**WHAT THE TASK ASKS:** Go through the records and show each line where the word "photo" occurs.

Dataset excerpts
· · ·

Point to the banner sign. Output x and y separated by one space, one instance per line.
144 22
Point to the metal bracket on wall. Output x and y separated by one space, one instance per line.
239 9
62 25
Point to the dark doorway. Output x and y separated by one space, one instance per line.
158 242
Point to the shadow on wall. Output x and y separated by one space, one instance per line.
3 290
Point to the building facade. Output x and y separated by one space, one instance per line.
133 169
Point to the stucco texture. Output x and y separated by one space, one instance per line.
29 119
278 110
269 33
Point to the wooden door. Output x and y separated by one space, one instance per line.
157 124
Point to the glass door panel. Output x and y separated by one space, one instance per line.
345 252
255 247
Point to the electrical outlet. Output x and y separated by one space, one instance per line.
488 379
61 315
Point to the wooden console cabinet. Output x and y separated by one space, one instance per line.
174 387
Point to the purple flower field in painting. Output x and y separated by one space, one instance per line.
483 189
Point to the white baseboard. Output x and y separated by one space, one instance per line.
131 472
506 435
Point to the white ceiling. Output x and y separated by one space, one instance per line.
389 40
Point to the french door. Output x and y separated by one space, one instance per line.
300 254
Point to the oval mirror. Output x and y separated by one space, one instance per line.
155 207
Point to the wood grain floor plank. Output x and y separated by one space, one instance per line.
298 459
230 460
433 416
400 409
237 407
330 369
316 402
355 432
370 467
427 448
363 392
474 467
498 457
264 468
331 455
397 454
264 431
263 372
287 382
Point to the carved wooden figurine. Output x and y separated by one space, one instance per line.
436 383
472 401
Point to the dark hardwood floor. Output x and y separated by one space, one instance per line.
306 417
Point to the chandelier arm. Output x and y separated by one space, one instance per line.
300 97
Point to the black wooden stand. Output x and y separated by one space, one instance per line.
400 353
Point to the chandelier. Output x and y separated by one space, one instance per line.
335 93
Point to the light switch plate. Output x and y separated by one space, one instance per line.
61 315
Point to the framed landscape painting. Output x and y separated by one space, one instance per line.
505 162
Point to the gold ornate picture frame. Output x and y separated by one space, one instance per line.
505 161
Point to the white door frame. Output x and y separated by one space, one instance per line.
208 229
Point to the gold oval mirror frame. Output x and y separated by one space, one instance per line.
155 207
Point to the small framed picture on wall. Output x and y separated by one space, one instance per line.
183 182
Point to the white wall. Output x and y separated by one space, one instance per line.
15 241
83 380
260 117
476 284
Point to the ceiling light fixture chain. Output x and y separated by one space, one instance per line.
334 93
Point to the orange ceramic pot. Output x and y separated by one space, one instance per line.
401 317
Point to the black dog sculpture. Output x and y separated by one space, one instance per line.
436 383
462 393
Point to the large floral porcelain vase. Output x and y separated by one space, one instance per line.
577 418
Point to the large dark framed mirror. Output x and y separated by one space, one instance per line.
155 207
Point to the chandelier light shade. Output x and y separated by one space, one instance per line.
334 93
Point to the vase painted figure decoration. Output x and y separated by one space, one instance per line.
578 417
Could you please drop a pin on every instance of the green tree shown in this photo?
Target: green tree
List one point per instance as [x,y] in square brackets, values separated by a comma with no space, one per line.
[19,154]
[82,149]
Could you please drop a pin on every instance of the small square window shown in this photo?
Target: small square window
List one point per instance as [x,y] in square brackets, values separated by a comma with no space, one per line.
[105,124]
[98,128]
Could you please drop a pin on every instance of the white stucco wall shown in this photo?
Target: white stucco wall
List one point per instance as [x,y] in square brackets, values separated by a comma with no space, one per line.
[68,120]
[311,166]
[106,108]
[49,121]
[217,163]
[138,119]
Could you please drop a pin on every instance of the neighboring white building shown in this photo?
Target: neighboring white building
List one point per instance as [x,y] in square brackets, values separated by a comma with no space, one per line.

· · ·

**RESULT FOR THIS TASK:**
Could you please drop a pin on every instance of the green tree shown in this photo?
Could you please drop a pin on every instance of the small square window shown in this photo?
Could you please drop a pin on every instance of the white stucco wall shown in this photo?
Could you please drop a pin on every instance of the neighboring white building shown in this photo?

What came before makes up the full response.